Passage to read:
^^^^^^^^^^^^^^^^

Today though I'm going to do the unthinkable {at least for anything you've read here over the past decade or so} and tell you how I think an active portfolio could outperform a passive one going forward. My formula is pretty simple formula and I'll lay it out below.
First you have to have a highly researched and concentrated portfolio of names. Ten would be ideal, twenty stocks would be the ceiling. You would likely have to actively trade around these positions due to market volatility and be ruthless about paring names that aren't performing if you have something in your research box that you think has better fundamentals. You would have to mine the portfolio for losses in order to mitigate the effects of capital gains. Also you would have to be willing to give up some of the profits by hedging the positions, most likely with options or futures. Finally you would need to have the fortitude to let your winning names run.

^^^^^^^^^^^^^^^^

What this exercise asks:
1. Answer these questions using the passage on active investing:
(a) How does the writer describe the formula?
(b) How many stocks would be ideal in the portfolio?
(c) What would most likely be used to hedge the positions?
2. For each statement, say whether it agrees with the passage on active investing, and quote the words that decide it.
(a) The portfolio should hold no more than twenty stocks.
(b) The positions can be left alone regardless of market swings.
(c) Hedging the positions means giving up some profit.
3. Write the next part of the passage on active investing, picking up after its last sentence.
These entries come from a separate source.

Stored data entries
^^^^^^^^^^^^^^^^

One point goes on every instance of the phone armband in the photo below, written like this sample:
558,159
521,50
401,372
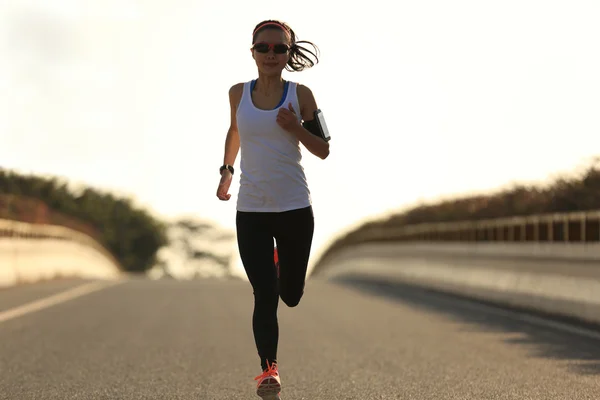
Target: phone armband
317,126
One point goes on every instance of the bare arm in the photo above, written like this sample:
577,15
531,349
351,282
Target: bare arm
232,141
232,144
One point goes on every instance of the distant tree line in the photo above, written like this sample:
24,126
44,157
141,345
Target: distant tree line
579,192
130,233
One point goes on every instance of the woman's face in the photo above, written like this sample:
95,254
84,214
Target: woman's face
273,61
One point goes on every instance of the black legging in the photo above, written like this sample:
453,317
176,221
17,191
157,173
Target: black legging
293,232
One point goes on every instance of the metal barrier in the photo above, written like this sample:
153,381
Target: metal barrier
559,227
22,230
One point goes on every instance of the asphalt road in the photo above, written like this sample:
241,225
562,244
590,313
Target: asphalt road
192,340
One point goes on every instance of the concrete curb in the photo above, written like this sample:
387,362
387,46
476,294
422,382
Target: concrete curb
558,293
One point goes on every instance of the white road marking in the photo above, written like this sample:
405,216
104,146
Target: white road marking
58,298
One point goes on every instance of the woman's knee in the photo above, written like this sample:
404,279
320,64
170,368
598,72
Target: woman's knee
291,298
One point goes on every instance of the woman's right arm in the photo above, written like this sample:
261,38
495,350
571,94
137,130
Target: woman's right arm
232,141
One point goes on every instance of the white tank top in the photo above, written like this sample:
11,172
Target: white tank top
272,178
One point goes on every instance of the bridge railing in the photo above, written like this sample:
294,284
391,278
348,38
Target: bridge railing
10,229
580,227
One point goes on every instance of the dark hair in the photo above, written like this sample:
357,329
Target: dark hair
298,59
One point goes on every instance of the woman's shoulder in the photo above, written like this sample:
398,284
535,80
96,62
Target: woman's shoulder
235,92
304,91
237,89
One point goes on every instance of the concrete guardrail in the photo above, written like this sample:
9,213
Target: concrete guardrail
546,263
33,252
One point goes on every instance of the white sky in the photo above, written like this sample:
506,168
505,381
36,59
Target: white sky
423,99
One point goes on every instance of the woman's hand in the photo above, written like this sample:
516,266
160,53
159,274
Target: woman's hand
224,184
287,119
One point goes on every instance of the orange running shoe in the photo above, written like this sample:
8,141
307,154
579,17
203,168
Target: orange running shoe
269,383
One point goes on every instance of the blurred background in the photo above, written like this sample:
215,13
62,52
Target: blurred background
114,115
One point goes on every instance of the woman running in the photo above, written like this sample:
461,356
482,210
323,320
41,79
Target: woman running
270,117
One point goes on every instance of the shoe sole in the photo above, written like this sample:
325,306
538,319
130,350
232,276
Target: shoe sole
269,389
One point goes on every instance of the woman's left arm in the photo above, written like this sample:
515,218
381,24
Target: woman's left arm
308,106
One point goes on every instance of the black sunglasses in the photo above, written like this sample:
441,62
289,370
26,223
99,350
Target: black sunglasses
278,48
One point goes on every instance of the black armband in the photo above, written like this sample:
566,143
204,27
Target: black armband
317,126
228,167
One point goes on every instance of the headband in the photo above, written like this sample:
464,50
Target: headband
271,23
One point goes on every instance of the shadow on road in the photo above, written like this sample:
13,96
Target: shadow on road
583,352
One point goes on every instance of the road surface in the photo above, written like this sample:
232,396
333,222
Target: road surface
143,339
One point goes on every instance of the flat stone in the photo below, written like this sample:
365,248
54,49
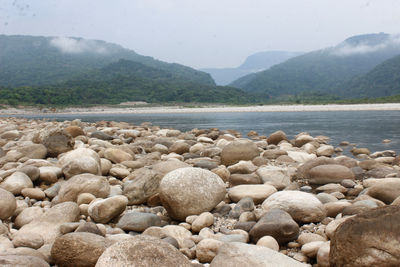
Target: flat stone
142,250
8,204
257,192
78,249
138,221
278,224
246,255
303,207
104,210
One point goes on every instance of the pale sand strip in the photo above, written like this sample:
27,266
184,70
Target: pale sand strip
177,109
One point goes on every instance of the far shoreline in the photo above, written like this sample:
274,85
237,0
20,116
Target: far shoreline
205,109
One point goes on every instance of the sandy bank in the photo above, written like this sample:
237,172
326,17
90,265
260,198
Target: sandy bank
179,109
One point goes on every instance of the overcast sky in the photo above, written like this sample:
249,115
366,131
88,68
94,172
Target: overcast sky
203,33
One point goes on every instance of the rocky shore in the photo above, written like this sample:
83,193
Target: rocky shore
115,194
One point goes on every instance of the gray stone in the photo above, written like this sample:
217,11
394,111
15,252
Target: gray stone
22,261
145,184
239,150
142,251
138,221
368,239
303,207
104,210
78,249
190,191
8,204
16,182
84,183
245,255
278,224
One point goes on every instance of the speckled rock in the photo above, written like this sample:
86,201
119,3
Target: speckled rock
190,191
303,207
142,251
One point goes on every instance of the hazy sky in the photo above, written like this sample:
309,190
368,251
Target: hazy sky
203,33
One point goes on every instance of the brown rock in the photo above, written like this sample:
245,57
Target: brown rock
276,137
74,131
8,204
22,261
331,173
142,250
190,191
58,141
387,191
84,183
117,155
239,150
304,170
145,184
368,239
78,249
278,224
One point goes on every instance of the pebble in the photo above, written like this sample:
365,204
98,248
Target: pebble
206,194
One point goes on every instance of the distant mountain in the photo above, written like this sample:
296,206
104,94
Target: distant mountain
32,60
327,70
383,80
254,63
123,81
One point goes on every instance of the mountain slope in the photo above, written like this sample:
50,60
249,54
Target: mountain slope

^^^^^^^^^^^^^^^^

Solved problems:
1.
(a) Pretty simple.
(b) Ten.
(c) Options or futures.

2.
(a) Yes: "twenty stocks would be the ceiling"
(b) No: "You would likely have to actively trade around these positions due to market volatility"
(c) Yes: "be willing to give up some of the profits by hedging the positions"

3.
Now here's the problem as I see it for most investors and active managers. They don't have the research capabilities to run that sort of concentrated portfolio and any organization that does isn't likely to bear the cost of having that kind of staff today unless they can also be employed in other forms of investing. Most won't take the time to do the sort of capital gains mitigation that I think you would need for this to work and most have little to no understanding of the options or futures markets. Finally my guess is that you could only manage about a $100 million dollars or so in a strategy like this for it to be effective, so I don't think you're going to see a lot of managers scurrying out there to set portfolios like these up today. Of course this sounds like the original formula that hedge funds used back in the day before they became so huge and it is how many of these rose to the size they have become. Today though a fund of $100 million wants to get to a billion dollars of assets and the size simply becomes a hurdle that is harder to overcome.
You don't have to worry about me trying to go out and invest this way. Also I think it would be harder to scale unless done in the limited partnership/hedge fund formate, but if I was going to actively manage a portfolio of equities for clients today, above is the formula that I would use.